TEXTE EXTRAIT ▸

● ● ●

Au siècle suivant, ce sont les védutistes qui cherchent la lumière, Canaletto avec ses caprices paisibles (superbe Portique à la lanterne) ou Piranèse avec ses fantaisies inquiétantes (Le Pont-levis). Un Canaletto inspirera, au XXe siècle, le Suisse Palézieux. L’inquiétude, encore, est palpable chez Goya, à la frontière de deux mondes – l’ancien et le moderne, mais aussi la raison et la folie –, qui n’hésite pas à graver une Pluie de taureaux. Au XIXe, la lithographie (forte image de Manet : Guerre civile) et le cliché-verre (pratiqué par Corot) ajoutent des cordes au registre de la gravure.

Les expressionnistes allemands (première moitié du XXe siècle) sont, pour une raison que j’ignore, absents de la sélection. Ce furent pourtant de fieffés xylographes. Mais une artiste telle que Susan Litsios (1937-2017) ne peut-elle leur être rattachée ? Son bois représentant des branches enneigées est un chef-d’œuvre, derrière un humble titre (Snow Study, Étude de neige).

● ● ●

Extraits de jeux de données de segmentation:

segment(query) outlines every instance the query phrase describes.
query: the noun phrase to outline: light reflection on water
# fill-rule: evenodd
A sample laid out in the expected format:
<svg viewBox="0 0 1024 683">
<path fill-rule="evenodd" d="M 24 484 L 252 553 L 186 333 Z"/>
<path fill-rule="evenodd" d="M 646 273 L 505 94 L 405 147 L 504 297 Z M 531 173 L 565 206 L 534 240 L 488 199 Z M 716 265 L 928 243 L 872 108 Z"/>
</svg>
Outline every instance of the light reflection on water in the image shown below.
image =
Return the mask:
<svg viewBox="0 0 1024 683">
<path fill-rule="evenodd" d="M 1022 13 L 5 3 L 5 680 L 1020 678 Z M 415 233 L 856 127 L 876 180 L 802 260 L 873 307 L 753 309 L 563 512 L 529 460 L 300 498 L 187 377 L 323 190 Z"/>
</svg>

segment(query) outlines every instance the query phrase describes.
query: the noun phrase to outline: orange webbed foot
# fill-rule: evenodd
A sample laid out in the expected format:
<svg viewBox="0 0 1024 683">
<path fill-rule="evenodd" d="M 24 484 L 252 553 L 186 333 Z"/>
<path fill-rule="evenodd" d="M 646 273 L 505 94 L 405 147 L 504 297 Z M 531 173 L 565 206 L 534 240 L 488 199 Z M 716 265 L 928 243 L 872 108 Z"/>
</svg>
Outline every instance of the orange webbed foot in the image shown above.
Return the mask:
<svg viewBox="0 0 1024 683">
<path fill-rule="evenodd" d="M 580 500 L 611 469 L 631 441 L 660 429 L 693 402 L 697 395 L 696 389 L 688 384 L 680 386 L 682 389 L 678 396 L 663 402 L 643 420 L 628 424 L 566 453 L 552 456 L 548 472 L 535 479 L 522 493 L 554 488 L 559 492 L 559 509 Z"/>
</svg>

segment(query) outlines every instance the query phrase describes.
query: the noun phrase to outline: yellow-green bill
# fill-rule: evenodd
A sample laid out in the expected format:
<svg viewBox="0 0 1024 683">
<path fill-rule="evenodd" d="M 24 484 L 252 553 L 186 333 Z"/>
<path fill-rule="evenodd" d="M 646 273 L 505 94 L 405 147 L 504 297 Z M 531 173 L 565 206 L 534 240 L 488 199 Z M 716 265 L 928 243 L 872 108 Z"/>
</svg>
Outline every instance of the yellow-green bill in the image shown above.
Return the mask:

● ● ●

Donnez la suite du texte sur l'histoire de la gravure, en partant de sa dernière phrase.

RÉSULTAT ▸
La dernière partie de l’exposition nous emmène vers l’héliogravure, de façon inattendue mais légitime : les graveurs ont leur part dans la mise au point des procédés photographiques au XIXe siècle, habitués qu’ils étaient à multiplier une image à partir d’une matrice et à manipuler, pour ce faire, des produits chimiques. L’héliogravure est un procédé complexe associant photo et gravure. L’effet est inégalable : elle rend à merveille le grain des choses et des matières, avec un velouté unique, comme on peut le vérifier sur les planches de la cathédrales de Chartres réalisées par Charles Nègre en 1856-1857 – c’est logiquement qu’au XXe siècle la collection Zodiaque utilisera la coûteuse héliogravure pour présenter l’art roman en ombres profondes et en lumière rasante.

Ainsi se clôt un parcours de qualité qui montre qu’il n’y a pas de gravure sans métier – de fait, les graveurs ont été à l’abri du mépris des techniques dont ont trop souvent fait preuve les peintres modernes – et combien ces techniques servent l’inspiration.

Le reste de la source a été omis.